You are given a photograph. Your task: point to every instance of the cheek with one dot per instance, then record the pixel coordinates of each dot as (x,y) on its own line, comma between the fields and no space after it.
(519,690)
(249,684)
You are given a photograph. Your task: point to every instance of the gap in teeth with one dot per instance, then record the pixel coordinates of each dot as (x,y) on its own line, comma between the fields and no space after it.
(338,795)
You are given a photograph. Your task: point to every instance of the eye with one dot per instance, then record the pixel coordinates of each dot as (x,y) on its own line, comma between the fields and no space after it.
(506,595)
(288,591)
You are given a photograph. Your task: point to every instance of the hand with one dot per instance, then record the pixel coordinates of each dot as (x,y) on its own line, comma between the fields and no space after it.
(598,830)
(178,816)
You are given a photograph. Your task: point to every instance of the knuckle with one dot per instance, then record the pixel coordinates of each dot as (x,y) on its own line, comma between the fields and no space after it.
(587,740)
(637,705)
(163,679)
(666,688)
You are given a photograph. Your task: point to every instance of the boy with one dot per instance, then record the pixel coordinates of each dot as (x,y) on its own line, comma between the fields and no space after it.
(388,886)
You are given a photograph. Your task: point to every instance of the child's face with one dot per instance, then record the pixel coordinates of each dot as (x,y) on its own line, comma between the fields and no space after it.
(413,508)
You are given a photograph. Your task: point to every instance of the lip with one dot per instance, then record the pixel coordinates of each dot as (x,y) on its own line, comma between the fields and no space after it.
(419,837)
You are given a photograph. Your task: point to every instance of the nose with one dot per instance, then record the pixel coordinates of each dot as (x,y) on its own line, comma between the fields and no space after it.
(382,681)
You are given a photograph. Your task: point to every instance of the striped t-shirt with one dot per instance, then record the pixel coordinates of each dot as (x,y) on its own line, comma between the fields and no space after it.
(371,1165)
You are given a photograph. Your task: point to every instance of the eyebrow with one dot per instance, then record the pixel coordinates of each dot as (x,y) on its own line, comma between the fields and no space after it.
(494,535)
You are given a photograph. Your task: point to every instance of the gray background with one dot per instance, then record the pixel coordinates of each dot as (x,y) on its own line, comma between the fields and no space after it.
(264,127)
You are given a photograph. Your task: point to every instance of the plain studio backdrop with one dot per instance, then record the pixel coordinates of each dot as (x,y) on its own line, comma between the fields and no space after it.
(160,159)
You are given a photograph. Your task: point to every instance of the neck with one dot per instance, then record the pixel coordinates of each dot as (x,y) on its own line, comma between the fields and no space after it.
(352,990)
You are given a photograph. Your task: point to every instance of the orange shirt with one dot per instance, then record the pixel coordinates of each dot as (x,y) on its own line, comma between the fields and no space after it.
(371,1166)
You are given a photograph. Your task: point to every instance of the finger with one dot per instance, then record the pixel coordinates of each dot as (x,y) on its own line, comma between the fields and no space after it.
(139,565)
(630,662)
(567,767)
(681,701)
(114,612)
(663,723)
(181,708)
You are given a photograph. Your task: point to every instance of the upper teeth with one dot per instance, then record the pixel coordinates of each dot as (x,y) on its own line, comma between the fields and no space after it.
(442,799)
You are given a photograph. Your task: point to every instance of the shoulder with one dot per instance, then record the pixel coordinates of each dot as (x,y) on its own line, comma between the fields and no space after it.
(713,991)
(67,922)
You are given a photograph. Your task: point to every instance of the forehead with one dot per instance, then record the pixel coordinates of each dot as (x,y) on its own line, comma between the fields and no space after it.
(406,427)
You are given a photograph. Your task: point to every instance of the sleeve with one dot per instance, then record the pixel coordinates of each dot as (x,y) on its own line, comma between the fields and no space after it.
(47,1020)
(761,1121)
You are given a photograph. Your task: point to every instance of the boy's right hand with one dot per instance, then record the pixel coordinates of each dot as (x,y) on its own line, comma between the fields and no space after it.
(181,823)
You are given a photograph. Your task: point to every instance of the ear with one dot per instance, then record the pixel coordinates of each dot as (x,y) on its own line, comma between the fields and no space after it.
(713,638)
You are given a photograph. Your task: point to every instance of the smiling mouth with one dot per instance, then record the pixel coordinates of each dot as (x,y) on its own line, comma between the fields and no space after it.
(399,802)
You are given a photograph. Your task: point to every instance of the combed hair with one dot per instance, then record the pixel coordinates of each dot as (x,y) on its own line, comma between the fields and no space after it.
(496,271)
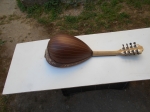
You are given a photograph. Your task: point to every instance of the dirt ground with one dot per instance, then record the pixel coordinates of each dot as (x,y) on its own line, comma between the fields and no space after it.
(16,28)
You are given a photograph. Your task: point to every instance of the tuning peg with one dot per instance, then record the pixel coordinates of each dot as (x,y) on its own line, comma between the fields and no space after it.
(125,53)
(127,46)
(134,44)
(130,45)
(123,47)
(133,52)
(137,51)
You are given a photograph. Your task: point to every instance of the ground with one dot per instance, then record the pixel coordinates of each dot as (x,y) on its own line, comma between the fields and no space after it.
(16,27)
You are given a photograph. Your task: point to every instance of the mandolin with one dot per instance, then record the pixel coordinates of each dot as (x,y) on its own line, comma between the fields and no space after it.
(65,50)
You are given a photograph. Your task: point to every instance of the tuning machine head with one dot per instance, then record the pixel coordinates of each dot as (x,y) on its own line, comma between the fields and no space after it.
(131,49)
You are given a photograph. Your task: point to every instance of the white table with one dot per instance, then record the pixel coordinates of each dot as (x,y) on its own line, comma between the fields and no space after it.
(29,71)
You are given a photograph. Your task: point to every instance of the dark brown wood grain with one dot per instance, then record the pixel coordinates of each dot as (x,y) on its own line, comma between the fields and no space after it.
(66,49)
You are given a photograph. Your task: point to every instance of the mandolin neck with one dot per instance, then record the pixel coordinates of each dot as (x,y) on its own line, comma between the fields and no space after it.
(106,53)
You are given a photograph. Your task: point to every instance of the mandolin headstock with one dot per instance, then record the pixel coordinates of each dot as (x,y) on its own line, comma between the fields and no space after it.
(131,49)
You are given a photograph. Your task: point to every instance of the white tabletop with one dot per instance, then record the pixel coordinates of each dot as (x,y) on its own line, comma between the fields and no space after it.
(29,71)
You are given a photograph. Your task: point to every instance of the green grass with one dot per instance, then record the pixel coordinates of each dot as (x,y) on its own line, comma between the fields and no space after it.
(2,42)
(97,15)
(4,103)
(138,3)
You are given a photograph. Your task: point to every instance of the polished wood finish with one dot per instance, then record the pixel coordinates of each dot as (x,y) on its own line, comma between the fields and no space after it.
(65,50)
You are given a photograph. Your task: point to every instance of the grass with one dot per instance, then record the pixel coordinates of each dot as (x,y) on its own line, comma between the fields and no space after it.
(4,103)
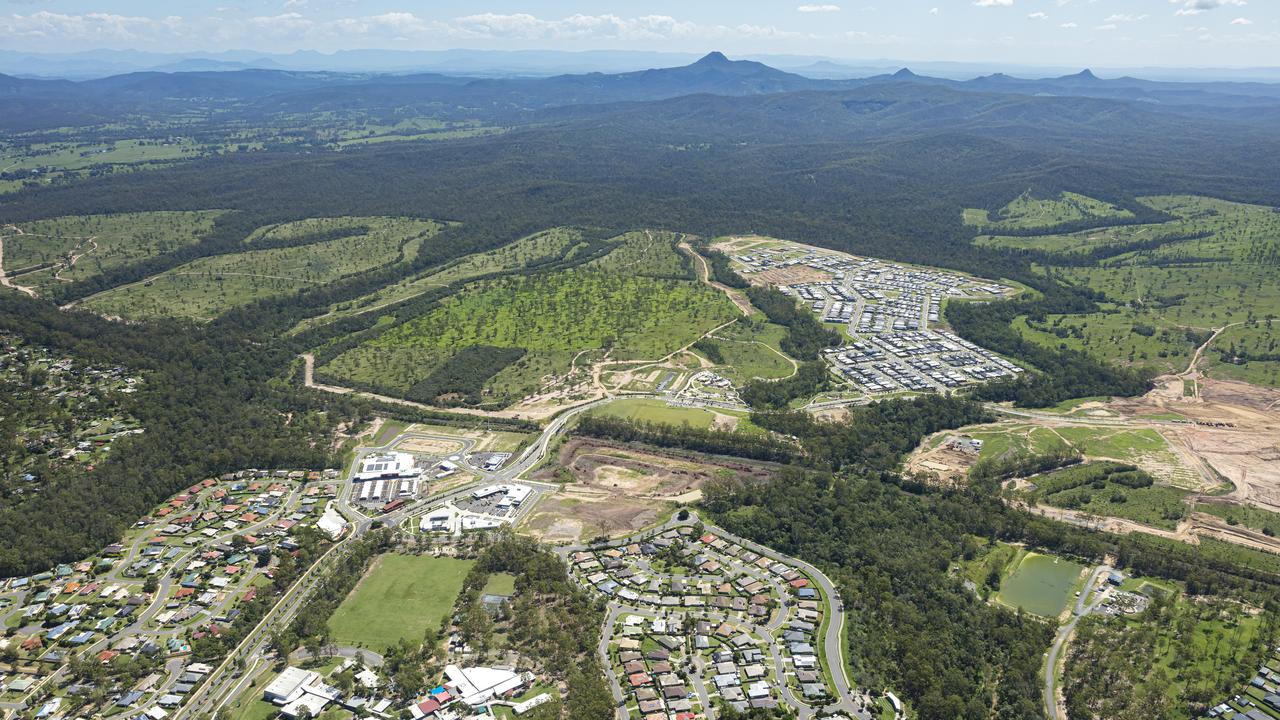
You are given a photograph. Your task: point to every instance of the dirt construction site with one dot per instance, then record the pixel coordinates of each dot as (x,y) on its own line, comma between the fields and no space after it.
(1226,433)
(611,490)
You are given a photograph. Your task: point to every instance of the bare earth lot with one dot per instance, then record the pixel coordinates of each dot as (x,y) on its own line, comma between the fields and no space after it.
(616,490)
(1226,429)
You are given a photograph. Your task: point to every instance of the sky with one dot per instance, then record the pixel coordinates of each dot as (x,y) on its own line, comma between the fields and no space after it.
(1029,32)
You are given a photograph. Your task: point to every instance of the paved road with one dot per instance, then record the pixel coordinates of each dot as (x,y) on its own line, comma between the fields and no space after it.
(833,650)
(1083,606)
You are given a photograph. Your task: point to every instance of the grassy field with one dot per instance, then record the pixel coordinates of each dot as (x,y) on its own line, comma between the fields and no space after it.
(209,286)
(1212,267)
(1257,338)
(1040,583)
(501,583)
(1143,447)
(750,350)
(656,411)
(97,242)
(401,597)
(553,317)
(534,249)
(999,441)
(1031,213)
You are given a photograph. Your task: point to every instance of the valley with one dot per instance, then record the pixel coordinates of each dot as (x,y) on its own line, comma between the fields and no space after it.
(705,392)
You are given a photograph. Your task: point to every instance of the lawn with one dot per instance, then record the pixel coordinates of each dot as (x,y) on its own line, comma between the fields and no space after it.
(1040,584)
(206,287)
(501,583)
(398,598)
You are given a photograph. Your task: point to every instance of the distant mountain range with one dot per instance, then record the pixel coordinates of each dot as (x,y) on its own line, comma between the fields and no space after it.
(46,103)
(540,63)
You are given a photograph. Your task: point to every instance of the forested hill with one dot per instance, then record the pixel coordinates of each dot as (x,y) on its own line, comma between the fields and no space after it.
(882,171)
(251,92)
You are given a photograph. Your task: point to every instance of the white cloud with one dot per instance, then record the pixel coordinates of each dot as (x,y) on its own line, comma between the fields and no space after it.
(90,27)
(1197,7)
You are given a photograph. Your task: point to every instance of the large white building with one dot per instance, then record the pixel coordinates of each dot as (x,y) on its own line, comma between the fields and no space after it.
(297,691)
(289,686)
(388,465)
(478,686)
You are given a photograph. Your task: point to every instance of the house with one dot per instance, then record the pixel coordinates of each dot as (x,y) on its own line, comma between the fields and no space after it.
(476,686)
(289,686)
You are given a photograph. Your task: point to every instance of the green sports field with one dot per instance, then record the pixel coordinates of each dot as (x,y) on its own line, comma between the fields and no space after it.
(398,598)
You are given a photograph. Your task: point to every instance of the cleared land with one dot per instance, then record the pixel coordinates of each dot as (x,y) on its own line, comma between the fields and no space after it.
(609,304)
(76,247)
(398,598)
(1180,657)
(750,350)
(533,250)
(609,490)
(1169,285)
(1029,213)
(210,286)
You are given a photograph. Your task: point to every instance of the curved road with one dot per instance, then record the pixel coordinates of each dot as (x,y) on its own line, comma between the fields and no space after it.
(833,650)
(1083,606)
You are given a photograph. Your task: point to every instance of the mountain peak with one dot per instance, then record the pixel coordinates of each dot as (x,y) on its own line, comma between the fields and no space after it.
(713,58)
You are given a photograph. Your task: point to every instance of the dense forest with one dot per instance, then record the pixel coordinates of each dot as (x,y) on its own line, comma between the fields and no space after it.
(549,619)
(208,406)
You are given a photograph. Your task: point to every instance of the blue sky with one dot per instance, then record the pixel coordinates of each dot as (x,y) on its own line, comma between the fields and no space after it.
(1034,32)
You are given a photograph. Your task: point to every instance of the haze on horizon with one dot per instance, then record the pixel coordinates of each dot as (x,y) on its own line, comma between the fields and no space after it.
(1206,33)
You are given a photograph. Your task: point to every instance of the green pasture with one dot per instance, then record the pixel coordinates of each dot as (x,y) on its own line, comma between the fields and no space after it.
(551,315)
(752,350)
(1031,213)
(398,598)
(209,286)
(97,242)
(530,250)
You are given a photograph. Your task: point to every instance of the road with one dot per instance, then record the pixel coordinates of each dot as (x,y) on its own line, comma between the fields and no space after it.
(833,650)
(1083,606)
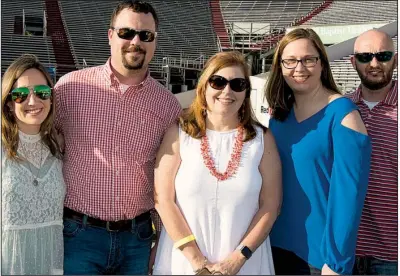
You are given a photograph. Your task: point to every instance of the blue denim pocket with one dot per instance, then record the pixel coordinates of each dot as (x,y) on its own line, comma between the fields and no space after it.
(143,230)
(71,228)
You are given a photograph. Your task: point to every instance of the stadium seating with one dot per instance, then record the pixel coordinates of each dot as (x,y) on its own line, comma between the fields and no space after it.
(185,30)
(14,45)
(352,12)
(279,14)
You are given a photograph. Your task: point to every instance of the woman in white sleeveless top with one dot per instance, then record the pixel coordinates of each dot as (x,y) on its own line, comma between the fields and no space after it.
(32,183)
(217,180)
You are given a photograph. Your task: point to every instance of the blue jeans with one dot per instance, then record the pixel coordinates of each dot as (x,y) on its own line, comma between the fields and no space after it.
(93,250)
(371,266)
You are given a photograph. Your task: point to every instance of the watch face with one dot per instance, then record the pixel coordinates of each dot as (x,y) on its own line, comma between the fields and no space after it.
(246,252)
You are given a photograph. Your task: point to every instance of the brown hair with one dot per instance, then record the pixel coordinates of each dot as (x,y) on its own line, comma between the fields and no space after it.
(193,120)
(135,6)
(9,128)
(278,93)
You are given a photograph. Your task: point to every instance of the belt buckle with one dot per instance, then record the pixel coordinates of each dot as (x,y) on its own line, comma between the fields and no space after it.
(108,227)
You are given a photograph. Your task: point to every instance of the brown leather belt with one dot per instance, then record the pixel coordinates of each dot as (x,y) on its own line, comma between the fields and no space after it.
(111,226)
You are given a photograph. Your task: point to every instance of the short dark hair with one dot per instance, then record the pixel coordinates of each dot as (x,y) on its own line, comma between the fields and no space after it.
(135,6)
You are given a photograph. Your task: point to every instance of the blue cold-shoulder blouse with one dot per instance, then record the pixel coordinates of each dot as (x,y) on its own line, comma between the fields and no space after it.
(325,168)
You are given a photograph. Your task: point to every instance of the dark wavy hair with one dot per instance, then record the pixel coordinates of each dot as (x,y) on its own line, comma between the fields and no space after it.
(9,128)
(278,93)
(193,120)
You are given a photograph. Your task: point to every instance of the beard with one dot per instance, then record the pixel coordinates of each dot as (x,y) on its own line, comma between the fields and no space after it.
(133,62)
(379,83)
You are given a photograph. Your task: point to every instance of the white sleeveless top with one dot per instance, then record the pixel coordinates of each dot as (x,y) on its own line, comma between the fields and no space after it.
(32,238)
(218,212)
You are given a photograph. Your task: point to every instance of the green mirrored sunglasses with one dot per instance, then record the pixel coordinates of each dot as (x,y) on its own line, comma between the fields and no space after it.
(20,94)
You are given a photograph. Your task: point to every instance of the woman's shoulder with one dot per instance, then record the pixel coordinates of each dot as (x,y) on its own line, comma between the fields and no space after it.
(340,102)
(340,106)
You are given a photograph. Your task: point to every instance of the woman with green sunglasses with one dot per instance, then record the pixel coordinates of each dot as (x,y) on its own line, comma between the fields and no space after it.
(32,183)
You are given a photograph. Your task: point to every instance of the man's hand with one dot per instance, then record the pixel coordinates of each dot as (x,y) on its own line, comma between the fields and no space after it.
(153,254)
(327,271)
(231,265)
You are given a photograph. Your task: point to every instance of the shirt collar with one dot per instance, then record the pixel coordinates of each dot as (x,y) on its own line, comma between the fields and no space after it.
(112,79)
(390,99)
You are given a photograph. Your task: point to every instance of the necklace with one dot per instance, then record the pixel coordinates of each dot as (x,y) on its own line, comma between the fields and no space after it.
(233,163)
(35,182)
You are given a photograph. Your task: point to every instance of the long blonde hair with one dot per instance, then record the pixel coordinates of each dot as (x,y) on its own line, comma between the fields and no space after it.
(9,128)
(193,120)
(278,93)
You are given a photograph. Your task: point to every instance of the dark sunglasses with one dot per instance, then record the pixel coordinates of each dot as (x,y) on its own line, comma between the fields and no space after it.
(237,84)
(384,56)
(20,94)
(129,34)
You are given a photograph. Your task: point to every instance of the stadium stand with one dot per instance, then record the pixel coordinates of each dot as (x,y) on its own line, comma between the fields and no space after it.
(351,12)
(185,31)
(14,43)
(279,14)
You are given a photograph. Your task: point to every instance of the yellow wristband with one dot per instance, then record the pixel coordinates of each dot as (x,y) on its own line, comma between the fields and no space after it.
(184,241)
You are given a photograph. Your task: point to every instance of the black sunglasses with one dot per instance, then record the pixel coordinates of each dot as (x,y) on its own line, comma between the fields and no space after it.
(384,56)
(237,84)
(20,94)
(129,34)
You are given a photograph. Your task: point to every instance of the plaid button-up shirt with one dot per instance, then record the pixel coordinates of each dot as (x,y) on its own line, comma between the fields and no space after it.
(111,140)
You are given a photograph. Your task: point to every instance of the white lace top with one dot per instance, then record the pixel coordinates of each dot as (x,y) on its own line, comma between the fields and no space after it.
(32,239)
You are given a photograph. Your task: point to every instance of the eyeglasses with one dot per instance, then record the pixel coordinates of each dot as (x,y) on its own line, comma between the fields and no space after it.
(291,63)
(384,56)
(129,34)
(237,84)
(20,94)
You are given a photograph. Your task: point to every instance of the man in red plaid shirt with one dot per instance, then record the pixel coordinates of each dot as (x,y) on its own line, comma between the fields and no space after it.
(113,118)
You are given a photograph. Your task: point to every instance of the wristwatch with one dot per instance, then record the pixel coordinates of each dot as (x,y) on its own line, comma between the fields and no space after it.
(246,252)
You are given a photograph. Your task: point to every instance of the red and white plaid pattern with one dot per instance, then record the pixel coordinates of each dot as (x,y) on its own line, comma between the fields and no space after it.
(377,235)
(111,141)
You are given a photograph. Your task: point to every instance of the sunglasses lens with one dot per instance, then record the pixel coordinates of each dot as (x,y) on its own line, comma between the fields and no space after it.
(42,91)
(364,57)
(19,94)
(218,82)
(129,34)
(146,36)
(126,33)
(238,84)
(384,56)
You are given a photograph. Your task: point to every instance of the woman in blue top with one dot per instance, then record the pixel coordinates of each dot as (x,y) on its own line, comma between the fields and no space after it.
(325,153)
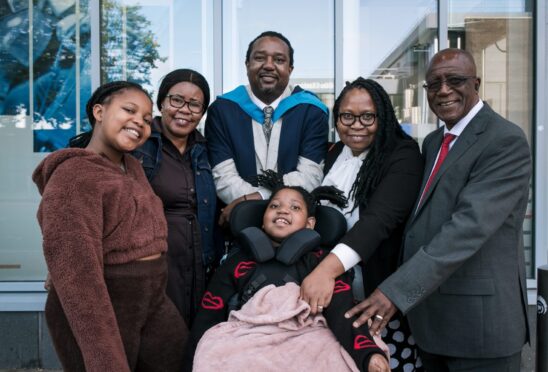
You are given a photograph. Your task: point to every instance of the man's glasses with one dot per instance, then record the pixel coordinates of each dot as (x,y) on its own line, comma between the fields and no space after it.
(366,119)
(451,82)
(179,102)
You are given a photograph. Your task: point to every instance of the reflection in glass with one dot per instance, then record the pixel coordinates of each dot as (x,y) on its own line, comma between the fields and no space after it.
(499,34)
(44,84)
(143,40)
(392,42)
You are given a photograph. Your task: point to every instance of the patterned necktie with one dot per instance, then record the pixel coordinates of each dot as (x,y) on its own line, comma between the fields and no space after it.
(267,123)
(443,153)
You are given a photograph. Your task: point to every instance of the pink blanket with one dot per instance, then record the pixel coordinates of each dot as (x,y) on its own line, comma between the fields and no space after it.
(272,332)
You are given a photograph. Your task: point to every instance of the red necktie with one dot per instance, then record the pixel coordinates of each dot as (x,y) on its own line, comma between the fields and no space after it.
(443,154)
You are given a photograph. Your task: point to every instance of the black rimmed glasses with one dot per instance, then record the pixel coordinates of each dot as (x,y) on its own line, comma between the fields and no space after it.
(367,119)
(451,81)
(177,101)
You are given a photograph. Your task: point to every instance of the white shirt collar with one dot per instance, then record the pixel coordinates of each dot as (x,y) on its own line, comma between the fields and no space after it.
(260,104)
(462,123)
(346,154)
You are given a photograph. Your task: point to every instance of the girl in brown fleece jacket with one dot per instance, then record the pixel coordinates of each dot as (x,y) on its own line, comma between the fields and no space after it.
(104,235)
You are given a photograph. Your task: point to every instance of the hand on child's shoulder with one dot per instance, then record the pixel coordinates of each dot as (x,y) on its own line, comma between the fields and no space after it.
(378,363)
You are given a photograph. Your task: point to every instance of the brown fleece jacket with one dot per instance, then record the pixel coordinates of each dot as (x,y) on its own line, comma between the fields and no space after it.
(93,214)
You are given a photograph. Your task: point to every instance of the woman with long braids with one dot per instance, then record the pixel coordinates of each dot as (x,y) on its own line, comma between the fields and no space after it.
(175,161)
(104,239)
(379,168)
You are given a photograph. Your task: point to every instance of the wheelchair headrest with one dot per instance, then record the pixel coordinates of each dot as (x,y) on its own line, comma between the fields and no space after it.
(330,223)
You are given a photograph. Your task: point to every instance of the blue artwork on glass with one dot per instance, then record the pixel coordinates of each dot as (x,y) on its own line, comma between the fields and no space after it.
(56,84)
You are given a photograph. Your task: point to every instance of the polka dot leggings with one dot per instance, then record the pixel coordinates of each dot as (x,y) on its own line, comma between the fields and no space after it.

* Objective:
Find the line containing "woman with long". Reproduce it exactly, along with every line after it through the last.

* Written response:
You are given a photograph. Your task: point to every instance of the woman with long braids with one dot per instance, then record the pixel coordinates of each dot as (x,y) on its own line, comma between the fields and no space after it.
(175,161)
(104,239)
(379,168)
You are given a photograph. Your task: point to every instance of the wheelchair headrest with one dot per instance, then record the pixel coordinates of each dot as (x,y) on its own line, comma between the fields and no space after it.
(330,223)
You are given a photograph. Your task: point to every instance of the blue artwork on glass with one dot per instance, then record the pixel coordinates of each dot as (x,y) on its own line, comma between the fields and no space after it.
(56,84)
You are given a photograph. Your task: point to every instance of the polka dot leggings with one dot per instance, then record the pixel coordinates of each dot as (x,y) on its own line, comma between the fields and no space after it.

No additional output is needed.